(Rows from a pointing dataset)
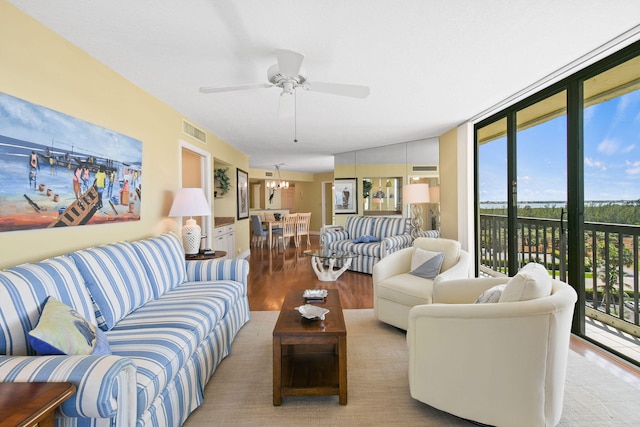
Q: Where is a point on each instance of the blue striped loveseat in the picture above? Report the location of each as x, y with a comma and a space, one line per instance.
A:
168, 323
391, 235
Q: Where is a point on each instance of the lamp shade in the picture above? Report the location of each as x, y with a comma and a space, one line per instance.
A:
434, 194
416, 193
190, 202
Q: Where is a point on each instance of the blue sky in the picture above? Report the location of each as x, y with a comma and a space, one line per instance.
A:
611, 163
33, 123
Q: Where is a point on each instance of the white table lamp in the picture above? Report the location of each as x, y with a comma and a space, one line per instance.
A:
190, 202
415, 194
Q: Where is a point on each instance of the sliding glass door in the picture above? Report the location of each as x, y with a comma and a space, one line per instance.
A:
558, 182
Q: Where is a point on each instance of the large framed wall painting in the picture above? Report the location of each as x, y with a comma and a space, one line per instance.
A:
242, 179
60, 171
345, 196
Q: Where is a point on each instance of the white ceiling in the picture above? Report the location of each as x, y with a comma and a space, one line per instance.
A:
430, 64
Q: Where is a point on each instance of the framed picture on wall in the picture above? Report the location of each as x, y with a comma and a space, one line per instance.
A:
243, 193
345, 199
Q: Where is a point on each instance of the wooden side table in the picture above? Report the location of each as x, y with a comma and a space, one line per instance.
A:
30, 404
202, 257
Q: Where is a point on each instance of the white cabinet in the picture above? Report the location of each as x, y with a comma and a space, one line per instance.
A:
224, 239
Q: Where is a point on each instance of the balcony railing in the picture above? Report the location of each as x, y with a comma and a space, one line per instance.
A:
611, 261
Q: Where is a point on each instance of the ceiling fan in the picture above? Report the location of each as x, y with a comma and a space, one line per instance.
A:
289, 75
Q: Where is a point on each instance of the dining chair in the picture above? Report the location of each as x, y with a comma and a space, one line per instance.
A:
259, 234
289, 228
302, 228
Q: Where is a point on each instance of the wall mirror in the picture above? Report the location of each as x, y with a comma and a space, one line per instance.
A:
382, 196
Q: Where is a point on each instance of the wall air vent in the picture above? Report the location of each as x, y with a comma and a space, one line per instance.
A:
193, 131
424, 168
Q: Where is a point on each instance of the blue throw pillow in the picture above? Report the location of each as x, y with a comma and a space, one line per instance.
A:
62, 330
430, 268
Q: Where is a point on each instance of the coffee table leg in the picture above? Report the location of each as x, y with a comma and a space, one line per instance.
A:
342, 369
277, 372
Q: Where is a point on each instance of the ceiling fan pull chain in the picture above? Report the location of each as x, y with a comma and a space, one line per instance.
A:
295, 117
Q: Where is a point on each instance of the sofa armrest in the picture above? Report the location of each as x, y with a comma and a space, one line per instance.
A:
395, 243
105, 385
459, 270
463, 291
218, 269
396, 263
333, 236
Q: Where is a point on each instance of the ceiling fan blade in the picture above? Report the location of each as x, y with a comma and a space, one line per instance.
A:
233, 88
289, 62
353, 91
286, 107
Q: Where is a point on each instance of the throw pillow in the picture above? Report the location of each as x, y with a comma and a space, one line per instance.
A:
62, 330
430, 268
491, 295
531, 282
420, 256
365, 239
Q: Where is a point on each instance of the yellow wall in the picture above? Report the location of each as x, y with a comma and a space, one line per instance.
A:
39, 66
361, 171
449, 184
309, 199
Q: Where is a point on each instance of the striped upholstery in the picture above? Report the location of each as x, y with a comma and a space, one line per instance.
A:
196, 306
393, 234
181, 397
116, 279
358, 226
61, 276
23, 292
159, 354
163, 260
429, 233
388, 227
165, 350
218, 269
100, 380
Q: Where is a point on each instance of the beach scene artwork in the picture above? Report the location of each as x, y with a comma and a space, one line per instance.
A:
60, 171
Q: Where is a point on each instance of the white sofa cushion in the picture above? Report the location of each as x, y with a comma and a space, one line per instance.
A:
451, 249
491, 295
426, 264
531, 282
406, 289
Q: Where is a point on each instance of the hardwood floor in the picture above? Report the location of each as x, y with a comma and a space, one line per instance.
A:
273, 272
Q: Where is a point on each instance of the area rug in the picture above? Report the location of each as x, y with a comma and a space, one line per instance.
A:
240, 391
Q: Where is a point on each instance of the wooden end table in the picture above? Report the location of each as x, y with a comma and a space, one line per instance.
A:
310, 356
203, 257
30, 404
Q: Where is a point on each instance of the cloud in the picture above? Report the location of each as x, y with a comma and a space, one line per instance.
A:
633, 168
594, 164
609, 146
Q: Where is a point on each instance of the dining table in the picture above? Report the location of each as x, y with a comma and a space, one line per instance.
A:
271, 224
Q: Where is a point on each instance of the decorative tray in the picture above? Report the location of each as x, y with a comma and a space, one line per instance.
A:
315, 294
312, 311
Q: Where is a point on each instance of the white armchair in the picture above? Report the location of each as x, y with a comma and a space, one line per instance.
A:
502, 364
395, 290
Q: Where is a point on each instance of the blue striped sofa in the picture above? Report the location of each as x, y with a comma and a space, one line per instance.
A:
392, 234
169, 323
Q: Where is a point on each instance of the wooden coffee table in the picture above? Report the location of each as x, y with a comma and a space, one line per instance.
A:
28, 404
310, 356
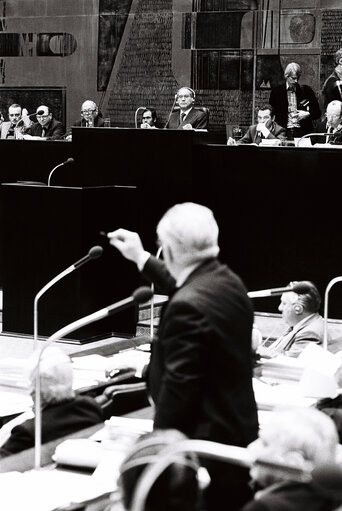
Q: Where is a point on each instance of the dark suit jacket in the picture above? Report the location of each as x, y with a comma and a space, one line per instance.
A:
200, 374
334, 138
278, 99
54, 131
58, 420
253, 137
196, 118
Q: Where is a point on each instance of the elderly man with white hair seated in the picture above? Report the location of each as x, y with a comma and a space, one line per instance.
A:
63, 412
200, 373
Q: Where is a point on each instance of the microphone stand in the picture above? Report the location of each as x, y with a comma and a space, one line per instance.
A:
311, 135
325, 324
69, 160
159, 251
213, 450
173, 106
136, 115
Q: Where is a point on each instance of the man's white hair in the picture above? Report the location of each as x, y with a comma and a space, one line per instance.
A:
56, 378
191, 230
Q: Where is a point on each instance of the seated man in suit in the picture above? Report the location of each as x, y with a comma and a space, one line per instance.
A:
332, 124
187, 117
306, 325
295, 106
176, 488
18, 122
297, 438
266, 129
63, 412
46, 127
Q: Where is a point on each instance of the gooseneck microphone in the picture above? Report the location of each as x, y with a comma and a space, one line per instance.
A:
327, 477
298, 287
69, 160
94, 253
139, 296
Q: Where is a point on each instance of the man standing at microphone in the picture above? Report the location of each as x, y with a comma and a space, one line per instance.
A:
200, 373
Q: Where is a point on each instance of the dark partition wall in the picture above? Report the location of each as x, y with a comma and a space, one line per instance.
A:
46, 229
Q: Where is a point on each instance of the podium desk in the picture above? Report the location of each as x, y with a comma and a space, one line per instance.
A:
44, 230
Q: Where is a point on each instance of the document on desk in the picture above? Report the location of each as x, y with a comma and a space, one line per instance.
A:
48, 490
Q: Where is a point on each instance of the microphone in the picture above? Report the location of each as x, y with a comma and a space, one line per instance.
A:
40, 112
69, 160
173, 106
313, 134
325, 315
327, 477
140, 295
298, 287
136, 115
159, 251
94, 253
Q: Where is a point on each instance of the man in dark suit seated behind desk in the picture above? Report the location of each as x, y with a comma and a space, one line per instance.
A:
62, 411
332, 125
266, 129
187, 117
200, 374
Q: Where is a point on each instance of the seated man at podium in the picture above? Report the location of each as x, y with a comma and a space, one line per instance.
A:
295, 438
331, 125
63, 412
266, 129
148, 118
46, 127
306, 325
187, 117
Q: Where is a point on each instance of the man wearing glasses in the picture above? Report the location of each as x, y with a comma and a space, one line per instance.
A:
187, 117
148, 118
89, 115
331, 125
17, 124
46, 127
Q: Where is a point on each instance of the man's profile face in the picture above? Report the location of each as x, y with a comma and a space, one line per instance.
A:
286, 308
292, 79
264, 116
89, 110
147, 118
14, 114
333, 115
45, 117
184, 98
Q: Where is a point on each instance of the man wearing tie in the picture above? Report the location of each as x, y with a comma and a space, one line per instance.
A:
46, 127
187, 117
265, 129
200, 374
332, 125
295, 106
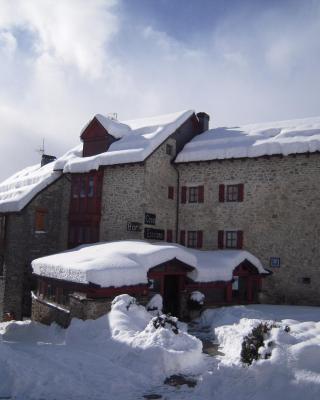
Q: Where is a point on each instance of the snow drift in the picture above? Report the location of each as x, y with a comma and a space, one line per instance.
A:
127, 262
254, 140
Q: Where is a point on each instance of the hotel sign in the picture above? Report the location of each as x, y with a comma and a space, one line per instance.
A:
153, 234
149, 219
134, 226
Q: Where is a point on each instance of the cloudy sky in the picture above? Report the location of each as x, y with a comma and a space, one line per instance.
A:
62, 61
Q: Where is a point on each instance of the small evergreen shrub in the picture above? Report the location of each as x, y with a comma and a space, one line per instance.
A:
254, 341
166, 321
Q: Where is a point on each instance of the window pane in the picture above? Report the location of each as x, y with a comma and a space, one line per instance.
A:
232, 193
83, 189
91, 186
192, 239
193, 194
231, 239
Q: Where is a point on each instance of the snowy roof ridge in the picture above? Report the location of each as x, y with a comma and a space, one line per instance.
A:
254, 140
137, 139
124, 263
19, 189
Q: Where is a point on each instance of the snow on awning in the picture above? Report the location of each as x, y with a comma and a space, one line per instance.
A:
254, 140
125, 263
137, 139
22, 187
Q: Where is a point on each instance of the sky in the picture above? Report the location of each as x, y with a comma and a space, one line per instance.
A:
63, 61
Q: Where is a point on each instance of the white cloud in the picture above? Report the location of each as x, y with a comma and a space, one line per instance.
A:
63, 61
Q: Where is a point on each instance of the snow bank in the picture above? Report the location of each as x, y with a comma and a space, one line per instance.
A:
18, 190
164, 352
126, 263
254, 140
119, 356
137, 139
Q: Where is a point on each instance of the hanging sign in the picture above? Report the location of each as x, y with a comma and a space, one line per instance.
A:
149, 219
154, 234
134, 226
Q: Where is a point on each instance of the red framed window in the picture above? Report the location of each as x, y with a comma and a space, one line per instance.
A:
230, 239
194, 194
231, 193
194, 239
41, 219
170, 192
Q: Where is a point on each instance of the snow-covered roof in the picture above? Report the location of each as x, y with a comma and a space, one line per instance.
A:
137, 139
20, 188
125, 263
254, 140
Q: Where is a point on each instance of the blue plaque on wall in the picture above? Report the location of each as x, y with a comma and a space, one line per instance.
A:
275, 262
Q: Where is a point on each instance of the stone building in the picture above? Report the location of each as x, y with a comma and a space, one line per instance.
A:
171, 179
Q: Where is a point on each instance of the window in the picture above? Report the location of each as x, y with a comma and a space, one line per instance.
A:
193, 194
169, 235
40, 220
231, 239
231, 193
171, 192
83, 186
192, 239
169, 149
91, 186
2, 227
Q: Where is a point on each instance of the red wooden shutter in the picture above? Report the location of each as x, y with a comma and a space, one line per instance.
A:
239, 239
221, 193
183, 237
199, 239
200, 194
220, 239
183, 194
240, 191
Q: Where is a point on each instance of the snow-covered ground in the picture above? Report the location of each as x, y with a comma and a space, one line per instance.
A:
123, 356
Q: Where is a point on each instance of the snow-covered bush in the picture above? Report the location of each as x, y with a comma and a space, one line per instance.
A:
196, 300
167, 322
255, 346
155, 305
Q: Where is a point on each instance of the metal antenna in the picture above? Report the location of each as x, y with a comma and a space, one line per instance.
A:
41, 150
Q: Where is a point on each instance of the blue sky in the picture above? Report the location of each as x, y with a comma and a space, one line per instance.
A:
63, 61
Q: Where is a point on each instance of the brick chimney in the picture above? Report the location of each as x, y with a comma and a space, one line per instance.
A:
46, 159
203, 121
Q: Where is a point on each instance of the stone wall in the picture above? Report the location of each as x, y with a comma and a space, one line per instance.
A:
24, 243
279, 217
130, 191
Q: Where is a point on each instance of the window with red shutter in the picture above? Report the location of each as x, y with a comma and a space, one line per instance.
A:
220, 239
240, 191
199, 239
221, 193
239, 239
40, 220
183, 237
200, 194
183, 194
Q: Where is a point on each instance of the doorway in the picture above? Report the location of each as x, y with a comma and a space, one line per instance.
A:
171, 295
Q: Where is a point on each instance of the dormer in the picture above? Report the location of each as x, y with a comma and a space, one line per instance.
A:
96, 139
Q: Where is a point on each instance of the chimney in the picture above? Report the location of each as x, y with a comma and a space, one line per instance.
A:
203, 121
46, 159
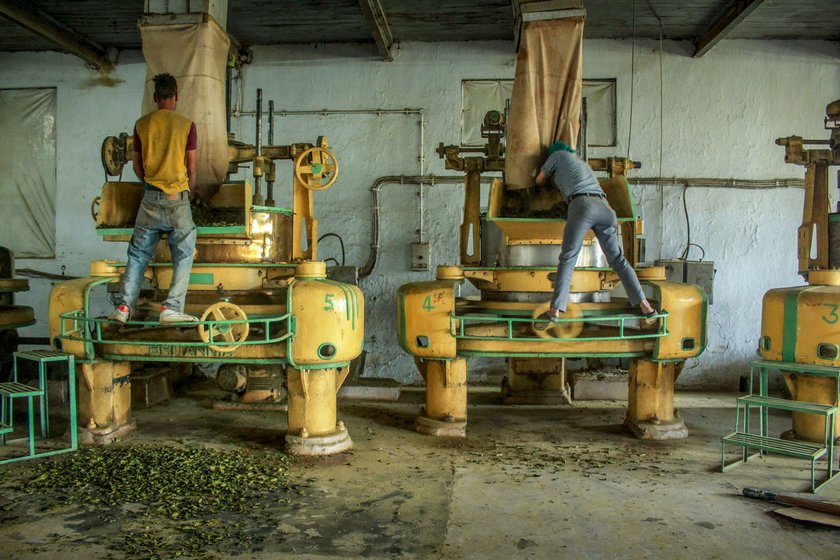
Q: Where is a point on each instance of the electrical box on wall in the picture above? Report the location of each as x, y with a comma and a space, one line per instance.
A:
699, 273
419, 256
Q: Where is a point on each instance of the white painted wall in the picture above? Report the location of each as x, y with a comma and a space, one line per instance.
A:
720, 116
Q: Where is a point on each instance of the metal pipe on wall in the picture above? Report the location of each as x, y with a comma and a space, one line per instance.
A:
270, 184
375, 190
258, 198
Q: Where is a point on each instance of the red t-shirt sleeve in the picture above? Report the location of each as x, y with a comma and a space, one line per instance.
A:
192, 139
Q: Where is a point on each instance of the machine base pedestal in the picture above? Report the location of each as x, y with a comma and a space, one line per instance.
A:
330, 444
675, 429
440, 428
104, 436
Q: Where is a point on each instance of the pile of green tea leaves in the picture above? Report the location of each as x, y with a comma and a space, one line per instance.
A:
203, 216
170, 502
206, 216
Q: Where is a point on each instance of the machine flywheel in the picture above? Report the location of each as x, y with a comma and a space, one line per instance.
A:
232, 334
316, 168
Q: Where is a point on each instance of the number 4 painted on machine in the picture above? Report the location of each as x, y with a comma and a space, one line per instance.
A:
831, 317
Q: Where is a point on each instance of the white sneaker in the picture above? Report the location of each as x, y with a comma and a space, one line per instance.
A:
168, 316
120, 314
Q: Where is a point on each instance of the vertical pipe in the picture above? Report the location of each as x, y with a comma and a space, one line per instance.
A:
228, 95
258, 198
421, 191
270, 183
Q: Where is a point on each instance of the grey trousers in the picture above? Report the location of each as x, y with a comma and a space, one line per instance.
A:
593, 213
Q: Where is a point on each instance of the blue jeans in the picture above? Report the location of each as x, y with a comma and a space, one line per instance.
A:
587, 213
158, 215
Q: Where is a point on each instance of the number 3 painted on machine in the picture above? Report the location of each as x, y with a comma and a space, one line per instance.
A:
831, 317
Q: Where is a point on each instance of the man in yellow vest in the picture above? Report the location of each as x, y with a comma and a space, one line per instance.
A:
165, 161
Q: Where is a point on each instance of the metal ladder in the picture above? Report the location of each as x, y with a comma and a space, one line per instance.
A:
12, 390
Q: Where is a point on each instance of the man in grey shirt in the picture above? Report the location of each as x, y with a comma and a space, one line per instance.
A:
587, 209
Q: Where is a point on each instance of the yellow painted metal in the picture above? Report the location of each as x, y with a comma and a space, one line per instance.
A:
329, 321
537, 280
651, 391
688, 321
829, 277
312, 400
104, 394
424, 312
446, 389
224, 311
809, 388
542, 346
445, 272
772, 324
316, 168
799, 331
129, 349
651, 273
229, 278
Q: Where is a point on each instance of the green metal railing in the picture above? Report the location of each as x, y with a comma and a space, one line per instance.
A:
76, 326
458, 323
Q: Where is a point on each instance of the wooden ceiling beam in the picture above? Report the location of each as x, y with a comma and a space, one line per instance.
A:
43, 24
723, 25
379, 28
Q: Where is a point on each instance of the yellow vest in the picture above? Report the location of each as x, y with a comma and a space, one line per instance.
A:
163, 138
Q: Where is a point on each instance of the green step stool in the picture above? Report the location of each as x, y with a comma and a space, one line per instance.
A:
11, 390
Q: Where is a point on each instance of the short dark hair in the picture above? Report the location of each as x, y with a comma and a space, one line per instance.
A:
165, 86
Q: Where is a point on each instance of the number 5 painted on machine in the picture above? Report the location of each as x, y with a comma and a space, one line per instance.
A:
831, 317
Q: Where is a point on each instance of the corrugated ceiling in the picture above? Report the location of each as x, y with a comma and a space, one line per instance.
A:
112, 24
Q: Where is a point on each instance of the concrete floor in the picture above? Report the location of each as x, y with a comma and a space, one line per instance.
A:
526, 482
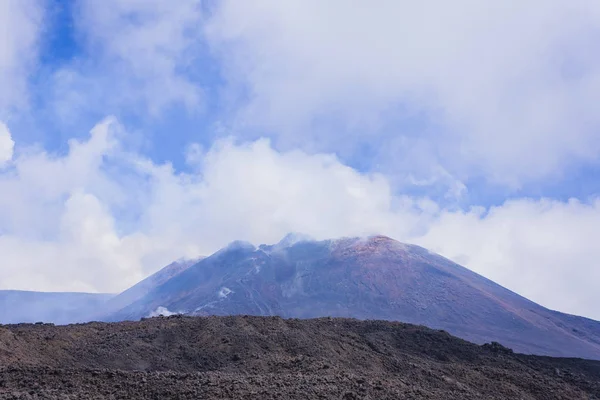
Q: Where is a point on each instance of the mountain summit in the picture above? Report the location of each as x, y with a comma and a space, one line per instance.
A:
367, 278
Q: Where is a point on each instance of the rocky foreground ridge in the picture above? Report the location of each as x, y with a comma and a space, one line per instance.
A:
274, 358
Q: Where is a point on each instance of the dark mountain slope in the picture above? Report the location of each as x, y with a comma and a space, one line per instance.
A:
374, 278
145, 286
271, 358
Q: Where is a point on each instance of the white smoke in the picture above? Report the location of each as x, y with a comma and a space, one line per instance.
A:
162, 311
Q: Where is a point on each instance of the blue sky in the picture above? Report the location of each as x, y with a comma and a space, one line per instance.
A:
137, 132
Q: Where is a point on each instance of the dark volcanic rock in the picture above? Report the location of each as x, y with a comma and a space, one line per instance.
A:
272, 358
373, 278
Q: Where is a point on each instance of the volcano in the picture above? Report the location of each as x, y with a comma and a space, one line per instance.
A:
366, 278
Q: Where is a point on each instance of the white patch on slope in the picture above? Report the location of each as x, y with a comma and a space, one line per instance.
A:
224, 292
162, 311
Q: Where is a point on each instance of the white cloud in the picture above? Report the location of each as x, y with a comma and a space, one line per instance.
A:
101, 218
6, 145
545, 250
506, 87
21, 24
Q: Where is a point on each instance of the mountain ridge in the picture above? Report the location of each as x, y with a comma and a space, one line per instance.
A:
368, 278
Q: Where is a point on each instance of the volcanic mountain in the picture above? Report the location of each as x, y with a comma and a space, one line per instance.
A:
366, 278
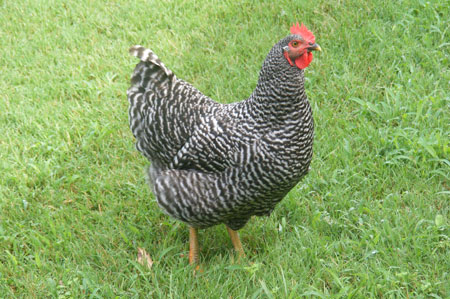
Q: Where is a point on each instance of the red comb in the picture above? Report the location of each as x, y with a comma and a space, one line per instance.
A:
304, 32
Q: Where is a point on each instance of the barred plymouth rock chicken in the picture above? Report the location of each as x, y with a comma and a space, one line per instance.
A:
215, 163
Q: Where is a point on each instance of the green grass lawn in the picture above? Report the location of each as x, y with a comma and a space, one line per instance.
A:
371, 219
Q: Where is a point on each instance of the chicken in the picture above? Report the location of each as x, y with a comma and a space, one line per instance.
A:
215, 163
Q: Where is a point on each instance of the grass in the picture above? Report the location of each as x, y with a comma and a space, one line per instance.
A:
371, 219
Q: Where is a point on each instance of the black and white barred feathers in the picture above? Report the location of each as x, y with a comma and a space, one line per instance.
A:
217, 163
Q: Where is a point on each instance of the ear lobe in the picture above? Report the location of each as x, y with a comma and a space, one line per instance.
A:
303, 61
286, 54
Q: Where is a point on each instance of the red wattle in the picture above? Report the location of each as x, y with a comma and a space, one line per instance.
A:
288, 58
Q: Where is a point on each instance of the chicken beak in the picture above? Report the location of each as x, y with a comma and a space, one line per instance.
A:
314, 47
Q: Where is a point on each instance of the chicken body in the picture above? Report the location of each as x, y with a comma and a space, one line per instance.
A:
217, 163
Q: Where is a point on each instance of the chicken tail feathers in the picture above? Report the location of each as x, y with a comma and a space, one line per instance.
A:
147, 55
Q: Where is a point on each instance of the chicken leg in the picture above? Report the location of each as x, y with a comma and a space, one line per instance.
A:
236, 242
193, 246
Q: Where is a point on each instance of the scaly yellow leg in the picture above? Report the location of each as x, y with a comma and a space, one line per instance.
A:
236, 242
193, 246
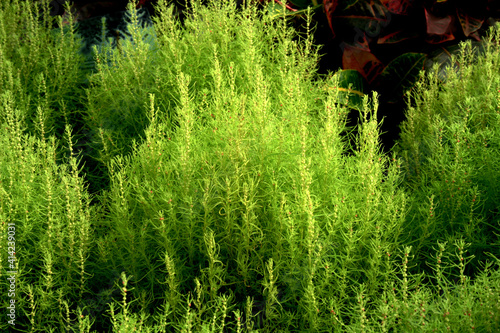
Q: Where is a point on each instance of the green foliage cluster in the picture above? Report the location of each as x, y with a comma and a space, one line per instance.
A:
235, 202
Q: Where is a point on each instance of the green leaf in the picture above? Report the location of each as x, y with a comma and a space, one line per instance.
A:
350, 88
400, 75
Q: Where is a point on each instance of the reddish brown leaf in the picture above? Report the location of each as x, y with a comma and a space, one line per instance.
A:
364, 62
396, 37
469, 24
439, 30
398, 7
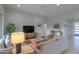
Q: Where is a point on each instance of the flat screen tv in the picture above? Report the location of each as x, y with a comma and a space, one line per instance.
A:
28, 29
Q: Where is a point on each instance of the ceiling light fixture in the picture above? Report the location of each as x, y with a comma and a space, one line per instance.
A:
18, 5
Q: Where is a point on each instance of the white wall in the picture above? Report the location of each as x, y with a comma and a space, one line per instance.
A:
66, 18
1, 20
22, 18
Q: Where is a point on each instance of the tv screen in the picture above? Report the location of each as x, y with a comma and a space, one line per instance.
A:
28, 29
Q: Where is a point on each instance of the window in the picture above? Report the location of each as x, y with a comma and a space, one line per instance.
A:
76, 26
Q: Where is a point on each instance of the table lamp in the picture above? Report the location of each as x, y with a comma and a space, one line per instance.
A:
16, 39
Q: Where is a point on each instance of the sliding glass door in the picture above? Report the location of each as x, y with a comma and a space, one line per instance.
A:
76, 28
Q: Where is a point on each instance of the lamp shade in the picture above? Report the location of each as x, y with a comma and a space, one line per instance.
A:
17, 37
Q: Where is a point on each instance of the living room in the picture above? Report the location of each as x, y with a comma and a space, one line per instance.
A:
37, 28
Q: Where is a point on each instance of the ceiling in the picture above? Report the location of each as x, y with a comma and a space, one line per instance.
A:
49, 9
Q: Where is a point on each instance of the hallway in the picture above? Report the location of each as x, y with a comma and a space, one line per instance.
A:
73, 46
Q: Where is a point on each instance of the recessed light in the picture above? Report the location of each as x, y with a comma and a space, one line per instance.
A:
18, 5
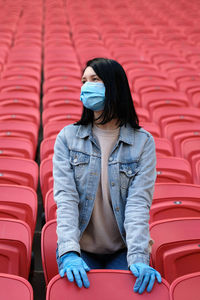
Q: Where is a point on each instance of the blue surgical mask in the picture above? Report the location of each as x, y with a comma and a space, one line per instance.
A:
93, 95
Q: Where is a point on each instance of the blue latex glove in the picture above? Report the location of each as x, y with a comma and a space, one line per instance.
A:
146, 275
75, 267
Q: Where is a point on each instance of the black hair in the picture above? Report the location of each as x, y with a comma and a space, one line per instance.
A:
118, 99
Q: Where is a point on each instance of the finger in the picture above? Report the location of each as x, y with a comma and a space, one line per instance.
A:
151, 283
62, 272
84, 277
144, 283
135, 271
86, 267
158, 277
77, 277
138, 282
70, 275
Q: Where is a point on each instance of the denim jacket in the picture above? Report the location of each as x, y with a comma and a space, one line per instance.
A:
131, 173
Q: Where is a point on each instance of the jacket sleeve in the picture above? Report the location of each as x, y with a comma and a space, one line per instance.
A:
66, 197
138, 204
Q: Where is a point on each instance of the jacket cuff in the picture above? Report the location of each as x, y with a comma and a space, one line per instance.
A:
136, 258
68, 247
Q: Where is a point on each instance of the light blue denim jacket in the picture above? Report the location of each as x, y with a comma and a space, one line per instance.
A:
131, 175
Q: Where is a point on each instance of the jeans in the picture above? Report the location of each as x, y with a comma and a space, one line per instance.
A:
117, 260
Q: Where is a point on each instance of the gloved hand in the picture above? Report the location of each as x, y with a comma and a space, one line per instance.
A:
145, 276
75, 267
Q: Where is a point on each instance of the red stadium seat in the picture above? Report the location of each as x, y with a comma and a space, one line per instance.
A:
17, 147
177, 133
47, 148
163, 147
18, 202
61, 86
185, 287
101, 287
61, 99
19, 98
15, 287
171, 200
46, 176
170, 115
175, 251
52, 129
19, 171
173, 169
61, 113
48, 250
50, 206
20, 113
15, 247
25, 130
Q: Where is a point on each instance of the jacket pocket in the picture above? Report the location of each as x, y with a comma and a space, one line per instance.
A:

→ **Objective**
Quote, without alteration, the final stretch of the entries: the line with "Q: Where is a point on each instance of the jeans" onward to the last line.

→ **Answer to this exercise**
Q: Where is a point on each instance of the jeans in the picture above? Report the location of each as x, y with a comma and a space, one line per instance.
A:
117, 260
Q: Where is a point on each instance of the gloved hand in the picture above? Report the location of each as x, y with a comma and a space, one line per instance.
A:
145, 276
75, 267
Q: Where is a point on each instance of the red stadium seat in the picture above? Report the location of each as x, y with a comma and a space, one line per instance.
A:
17, 147
177, 133
47, 148
163, 147
18, 202
61, 86
185, 287
101, 287
61, 99
19, 98
15, 287
171, 200
46, 176
170, 115
175, 251
52, 129
19, 171
173, 169
61, 113
48, 250
50, 206
20, 113
15, 247
25, 130
Q: Where is a point on each instance of the jacket pocket in the picture above? Report the location of each as x, y with a comma and a space, one line per instance.
A:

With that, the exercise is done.